Work order - Repeat exactly, and only, the lines from the one containing "on the aerial" through the last line of the data below.

Referring expression pointing data:

---+---

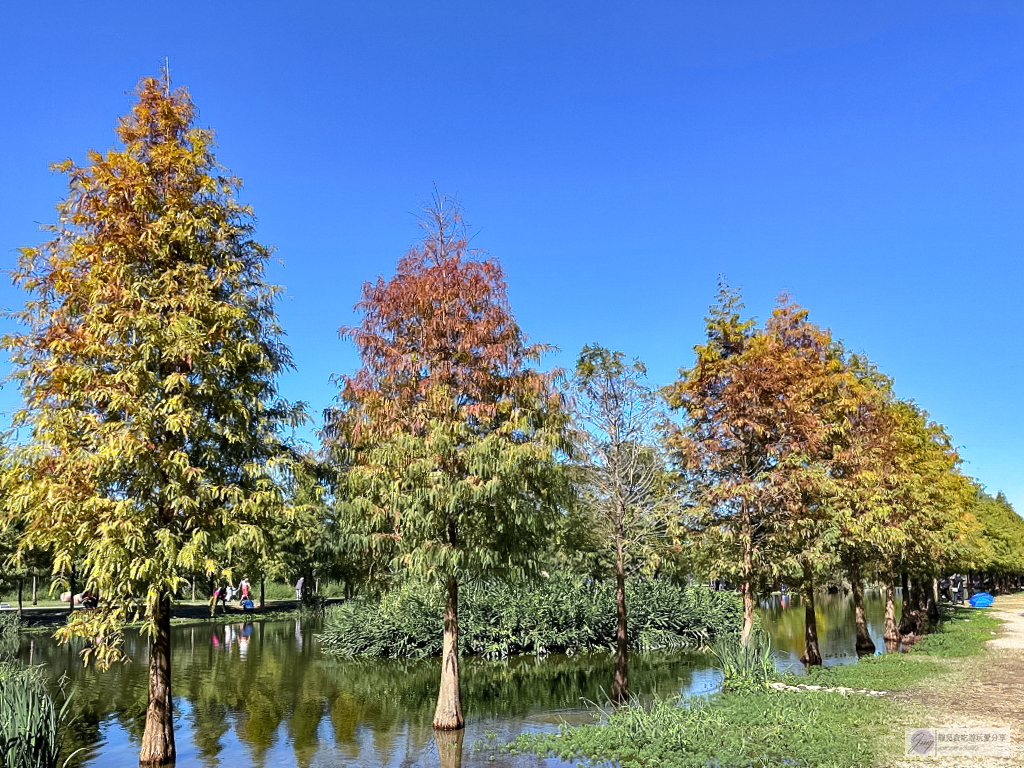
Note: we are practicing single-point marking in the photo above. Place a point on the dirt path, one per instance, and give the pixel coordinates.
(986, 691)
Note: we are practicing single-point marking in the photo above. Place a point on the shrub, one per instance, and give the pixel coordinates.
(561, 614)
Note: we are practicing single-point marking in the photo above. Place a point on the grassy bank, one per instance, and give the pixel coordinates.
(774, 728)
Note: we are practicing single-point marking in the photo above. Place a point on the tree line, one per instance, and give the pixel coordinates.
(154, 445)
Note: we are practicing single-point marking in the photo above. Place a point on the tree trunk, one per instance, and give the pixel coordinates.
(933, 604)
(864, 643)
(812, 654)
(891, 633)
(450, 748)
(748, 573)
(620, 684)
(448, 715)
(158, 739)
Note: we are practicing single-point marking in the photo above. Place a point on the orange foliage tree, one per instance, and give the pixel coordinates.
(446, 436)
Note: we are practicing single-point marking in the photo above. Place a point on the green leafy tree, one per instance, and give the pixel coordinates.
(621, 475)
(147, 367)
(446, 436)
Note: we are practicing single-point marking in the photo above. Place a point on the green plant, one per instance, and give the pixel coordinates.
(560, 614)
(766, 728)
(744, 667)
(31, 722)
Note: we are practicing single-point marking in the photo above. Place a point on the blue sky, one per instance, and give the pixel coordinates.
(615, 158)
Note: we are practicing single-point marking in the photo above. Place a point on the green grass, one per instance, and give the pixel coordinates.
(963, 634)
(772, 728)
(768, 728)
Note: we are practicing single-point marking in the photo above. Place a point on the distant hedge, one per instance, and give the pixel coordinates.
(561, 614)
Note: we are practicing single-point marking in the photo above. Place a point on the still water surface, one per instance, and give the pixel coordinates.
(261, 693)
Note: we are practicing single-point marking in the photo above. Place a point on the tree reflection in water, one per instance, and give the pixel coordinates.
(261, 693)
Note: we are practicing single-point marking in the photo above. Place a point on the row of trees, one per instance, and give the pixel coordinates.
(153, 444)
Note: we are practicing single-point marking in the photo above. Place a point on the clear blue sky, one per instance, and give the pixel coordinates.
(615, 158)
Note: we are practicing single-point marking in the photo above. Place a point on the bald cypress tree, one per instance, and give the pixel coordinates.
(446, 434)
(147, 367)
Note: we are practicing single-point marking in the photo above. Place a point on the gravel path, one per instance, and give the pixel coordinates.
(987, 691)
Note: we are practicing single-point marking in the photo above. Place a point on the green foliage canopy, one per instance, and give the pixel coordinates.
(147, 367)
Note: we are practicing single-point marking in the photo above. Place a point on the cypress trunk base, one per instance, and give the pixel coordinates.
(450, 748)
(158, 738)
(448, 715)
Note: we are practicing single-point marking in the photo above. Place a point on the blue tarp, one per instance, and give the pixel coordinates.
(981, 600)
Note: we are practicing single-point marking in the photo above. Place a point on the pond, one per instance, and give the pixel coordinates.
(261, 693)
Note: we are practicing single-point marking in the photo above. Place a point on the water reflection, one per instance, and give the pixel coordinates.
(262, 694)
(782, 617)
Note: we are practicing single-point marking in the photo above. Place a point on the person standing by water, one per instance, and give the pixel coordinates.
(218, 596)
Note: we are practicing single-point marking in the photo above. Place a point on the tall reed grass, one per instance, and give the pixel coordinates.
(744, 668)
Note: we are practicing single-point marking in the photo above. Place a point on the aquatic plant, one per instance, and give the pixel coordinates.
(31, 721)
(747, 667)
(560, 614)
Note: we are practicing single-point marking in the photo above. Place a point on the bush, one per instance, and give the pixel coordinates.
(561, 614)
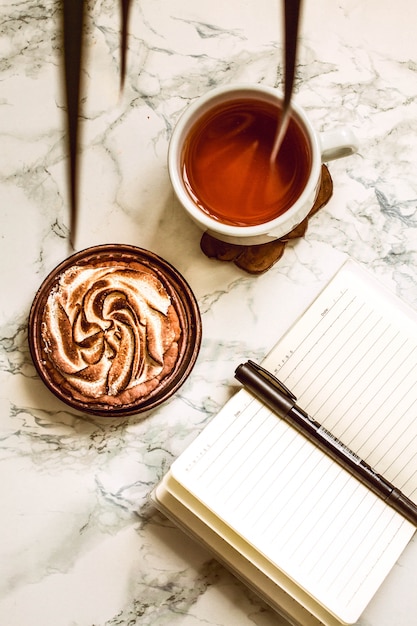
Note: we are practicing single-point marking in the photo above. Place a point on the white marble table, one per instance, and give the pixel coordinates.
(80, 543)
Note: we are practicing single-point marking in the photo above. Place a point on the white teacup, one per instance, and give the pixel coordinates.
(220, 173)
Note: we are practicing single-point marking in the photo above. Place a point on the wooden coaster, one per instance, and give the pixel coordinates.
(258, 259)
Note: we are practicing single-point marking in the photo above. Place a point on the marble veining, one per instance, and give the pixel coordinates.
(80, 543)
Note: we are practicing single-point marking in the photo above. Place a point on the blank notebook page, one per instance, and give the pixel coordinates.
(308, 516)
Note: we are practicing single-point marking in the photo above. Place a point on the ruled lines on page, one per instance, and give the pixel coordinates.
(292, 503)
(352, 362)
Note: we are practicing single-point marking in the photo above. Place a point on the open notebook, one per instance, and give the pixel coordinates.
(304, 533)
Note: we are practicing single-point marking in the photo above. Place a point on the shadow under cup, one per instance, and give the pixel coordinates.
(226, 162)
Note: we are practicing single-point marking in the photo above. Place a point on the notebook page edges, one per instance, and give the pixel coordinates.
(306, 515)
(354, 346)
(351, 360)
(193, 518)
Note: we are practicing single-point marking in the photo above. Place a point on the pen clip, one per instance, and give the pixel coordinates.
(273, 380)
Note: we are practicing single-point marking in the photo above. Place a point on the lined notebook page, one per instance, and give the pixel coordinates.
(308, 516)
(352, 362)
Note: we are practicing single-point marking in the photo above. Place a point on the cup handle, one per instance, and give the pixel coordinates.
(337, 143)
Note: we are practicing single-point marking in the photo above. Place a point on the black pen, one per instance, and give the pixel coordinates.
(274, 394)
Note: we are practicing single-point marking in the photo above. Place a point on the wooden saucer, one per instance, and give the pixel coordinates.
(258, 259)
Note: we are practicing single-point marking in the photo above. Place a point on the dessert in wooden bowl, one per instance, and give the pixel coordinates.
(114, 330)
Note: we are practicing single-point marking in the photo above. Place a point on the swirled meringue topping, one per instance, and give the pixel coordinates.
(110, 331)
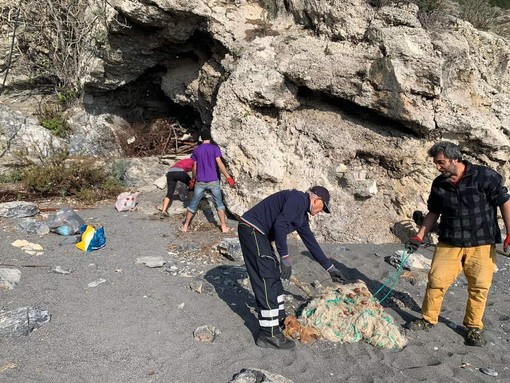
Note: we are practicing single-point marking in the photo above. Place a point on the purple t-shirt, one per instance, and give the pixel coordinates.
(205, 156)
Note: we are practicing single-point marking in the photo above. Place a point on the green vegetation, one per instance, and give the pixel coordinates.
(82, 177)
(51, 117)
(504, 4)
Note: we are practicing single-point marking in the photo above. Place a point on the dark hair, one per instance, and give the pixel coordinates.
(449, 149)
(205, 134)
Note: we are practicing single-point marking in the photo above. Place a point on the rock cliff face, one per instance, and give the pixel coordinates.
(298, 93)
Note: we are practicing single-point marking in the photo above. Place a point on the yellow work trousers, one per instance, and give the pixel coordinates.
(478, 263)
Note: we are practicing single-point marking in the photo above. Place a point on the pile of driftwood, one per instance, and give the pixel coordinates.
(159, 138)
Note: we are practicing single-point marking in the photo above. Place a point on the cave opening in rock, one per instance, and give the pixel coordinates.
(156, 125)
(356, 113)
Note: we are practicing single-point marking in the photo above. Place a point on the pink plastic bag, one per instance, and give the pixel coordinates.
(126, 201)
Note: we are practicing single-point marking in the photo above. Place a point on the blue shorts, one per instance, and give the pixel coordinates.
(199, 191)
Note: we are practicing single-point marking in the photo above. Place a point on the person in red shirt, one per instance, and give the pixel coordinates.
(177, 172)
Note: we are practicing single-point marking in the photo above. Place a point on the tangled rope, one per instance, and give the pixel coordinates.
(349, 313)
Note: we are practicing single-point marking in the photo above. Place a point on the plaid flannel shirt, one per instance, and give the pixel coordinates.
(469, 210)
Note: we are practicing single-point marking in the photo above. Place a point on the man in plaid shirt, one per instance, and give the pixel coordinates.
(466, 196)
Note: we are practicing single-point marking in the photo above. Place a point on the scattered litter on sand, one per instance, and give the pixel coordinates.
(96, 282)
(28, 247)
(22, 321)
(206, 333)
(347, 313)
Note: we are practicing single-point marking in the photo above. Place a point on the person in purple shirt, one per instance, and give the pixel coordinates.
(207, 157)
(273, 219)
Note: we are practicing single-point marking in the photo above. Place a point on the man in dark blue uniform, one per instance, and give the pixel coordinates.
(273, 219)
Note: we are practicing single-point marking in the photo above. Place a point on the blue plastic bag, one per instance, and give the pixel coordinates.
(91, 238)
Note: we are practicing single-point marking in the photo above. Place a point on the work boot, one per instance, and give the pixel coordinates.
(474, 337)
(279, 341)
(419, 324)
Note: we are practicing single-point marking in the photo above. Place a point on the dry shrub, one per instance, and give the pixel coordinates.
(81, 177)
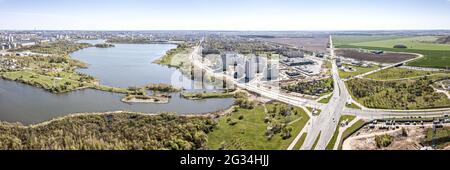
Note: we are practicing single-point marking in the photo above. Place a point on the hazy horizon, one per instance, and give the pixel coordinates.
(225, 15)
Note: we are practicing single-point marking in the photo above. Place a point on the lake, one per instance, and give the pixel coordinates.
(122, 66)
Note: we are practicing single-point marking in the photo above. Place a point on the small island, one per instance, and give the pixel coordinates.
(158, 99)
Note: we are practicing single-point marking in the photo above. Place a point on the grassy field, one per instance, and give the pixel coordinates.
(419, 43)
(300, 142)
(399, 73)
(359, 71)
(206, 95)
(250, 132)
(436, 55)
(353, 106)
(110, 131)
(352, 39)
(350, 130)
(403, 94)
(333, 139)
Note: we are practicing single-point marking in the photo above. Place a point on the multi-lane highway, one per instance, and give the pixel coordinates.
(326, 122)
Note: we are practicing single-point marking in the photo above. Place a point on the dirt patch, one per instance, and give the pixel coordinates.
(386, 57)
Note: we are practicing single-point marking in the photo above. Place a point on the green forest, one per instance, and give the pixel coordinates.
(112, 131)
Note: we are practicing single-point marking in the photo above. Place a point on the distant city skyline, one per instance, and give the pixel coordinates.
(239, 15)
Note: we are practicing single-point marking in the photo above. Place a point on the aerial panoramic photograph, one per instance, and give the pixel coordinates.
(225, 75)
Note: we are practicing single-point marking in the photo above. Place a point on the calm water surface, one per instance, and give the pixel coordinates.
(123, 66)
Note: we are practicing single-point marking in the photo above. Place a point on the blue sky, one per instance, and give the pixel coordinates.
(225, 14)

---+---

Completed task -
Note: we are practicing single-point marking in the photo above. Place a point on the aerial panoramic photograph, one per instance, and give the pixel coordinates.
(225, 75)
Note: we are practicing single-point marking in the photo above. Place a point on the calm water surface, one per instance, and give the pixel coordinates.
(123, 66)
Note: we are practicing single-point marking in the photo above. Place a point on the blue sky, one per instance, and give the pixel coordinates.
(225, 14)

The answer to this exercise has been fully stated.